___ PAGE TEXT
An ISP, or Internet Service Provider, is the company that gives you access to the internet, usually over a wired, wireless, or satellite connection. That definition is the easy part. The harder question, and the one most explainers skip, is how an ISP relates to an ASN, because the two terms sit side by side in IP intelligence data and describe genuinely different things. This guide covers both.
TL;DR
- An ISP is the company or organization that provides internet access to end users or other networks.
- ISPs are commonly grouped into three tiers (1, 2, 3) and several connection types (DSL, cable, fiber, fixed wireless, cellular, satellite).
- An ASN (Autonomous System Number) is a number that identifies one of the networks an ISP (or any other operator) runs on the internet.
- One ISP can operate multiple ASNs. Comcast alone runs AS7922, AS7016, AS22909, and others.
- IP intelligence APIs return a
companyobject and anasnobject as separate parts of the response. Ifcompany.typeis"ISP", the company behind the IP is an Internet Service Provider. If the type is something else (like"HOSTING"or"BUSINESS"), it is not.
In practice, when you look up an IP address, the company object tells you who is behind the connection and whether they are an ISP. The asn object tells you which of that operator's networks is carrying the traffic.
What Is an ISP (Internet Service Provider)?
An ISP, which stands for Internet Service Provider, is an organization that sells or provides connectivity to the internet. The ISP definition in practice covers a lot of different businesses: a national cable operator selling home broadband, a mobile carrier offering cellular data, a fiber provider serving a single city, a satellite operator covering rural areas, and a wholesale backbone network that only sells to other ISPs. What unites them is the same core function: they deliver packets between their customers and the rest of the global internet.
______
___ EXTRACTED MATERIAL
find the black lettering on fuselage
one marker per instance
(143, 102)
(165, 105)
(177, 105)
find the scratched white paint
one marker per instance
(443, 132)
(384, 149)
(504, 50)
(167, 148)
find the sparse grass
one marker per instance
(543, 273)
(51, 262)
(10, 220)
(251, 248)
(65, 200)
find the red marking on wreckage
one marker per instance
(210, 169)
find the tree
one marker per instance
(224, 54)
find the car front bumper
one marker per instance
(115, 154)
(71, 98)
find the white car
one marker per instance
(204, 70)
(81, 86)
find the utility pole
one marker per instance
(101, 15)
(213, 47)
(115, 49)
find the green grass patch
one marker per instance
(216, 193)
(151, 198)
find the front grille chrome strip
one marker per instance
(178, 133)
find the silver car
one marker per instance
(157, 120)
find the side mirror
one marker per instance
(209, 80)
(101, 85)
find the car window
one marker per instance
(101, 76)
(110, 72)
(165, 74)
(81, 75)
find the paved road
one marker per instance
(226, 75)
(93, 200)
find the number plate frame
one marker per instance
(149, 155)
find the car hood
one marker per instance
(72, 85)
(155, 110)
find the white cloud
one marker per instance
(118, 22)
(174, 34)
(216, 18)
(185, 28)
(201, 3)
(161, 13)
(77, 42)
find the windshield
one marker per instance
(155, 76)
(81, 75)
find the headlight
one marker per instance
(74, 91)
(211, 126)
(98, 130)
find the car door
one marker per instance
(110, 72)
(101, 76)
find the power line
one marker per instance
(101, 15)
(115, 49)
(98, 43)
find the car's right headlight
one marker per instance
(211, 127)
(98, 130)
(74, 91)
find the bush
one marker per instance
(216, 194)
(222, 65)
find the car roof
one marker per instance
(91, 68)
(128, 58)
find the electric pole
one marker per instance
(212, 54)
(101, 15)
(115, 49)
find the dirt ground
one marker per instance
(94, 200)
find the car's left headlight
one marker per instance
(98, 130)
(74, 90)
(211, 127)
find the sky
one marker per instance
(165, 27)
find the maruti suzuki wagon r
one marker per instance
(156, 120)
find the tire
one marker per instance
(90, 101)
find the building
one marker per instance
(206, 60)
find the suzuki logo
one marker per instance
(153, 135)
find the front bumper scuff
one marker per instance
______
## OBJECTIVE
In the guide on ISPs and ASNs, into how many tiers are ISPs commonly grouped? The data comes from a different source than the guide on ISPs and ASNs.

## THE RESPONSE
Three tiers: 1, 2, and 3.